* Required task *
Copy out the data below line for line, keeping every character unchanged.
>> Begin Material supplied
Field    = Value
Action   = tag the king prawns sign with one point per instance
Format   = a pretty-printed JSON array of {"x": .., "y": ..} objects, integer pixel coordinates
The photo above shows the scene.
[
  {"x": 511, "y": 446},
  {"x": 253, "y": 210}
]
>> End Material supplied
* Response to this task *
Field    = Value
Action   = tag the king prawns sign with one point per instance
Format   = a pretty-printed JSON array of {"x": .., "y": ..} objects, integer pixel coordinates
The photo above shows the scene.
[
  {"x": 511, "y": 446},
  {"x": 253, "y": 210}
]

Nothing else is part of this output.